Labeled-object pointing entries:
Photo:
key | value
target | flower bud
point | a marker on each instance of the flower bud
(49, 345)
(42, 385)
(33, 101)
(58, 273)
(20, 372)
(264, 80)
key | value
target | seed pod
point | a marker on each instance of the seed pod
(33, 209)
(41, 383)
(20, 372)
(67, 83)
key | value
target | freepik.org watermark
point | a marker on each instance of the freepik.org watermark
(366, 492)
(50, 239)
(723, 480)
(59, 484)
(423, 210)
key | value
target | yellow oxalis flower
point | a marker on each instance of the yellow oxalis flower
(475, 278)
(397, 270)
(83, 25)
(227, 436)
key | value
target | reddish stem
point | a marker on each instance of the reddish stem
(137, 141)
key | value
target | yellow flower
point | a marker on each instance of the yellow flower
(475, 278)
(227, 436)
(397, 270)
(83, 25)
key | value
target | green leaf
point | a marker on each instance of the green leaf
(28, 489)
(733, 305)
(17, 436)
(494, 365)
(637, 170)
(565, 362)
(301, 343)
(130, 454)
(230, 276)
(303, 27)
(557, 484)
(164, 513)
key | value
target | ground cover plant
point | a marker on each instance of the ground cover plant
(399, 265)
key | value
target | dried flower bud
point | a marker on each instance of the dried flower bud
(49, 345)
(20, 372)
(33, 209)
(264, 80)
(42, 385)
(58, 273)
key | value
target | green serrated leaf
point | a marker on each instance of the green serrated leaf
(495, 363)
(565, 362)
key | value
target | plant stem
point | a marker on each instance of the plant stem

Set problem. Repeat the material from above exactly, word for word.

Full output.
Photo:
key | value
target | flower bud
point | a marker on each instance of the flower bud
(49, 345)
(42, 385)
(33, 101)
(58, 273)
(20, 372)
(264, 80)
key | value
target | seed pod
point | a marker on each instance of the seed pod
(33, 209)
(41, 383)
(20, 372)
(67, 83)
key | value
target | freepik.org watermark
point | a marker on each instance of the freepik.org watermark
(366, 492)
(50, 239)
(723, 480)
(59, 484)
(423, 210)
key | value
target | yellow oxalis flower
point | a marker on each instance of the yellow oxalis flower
(475, 278)
(397, 270)
(83, 25)
(227, 436)
key | value
target | reddish stem
point | a marker on each instance of the reddish stem
(137, 141)
key | value
target | yellow flower
point | a marker on each instance of the yellow flower
(475, 278)
(227, 436)
(397, 270)
(83, 25)
key | value
target | green leaf
point | a marker on each instance of the green leaf
(28, 489)
(733, 305)
(17, 436)
(494, 365)
(637, 170)
(565, 362)
(301, 343)
(130, 454)
(230, 276)
(303, 27)
(557, 484)
(164, 513)
key | value
target | ground cover plant
point | a marker on each instance of the ground cover plant
(399, 265)
key | value
target | dried flower bud
point | a marker on each instance of the dried flower bud
(49, 345)
(20, 372)
(33, 209)
(264, 80)
(42, 385)
(58, 273)
key | value
target | green serrated leaf
point | a marker on each instance of the green serrated leaf
(495, 363)
(565, 362)
key | value
target | plant stem
point | a marker on each instance of the plant stem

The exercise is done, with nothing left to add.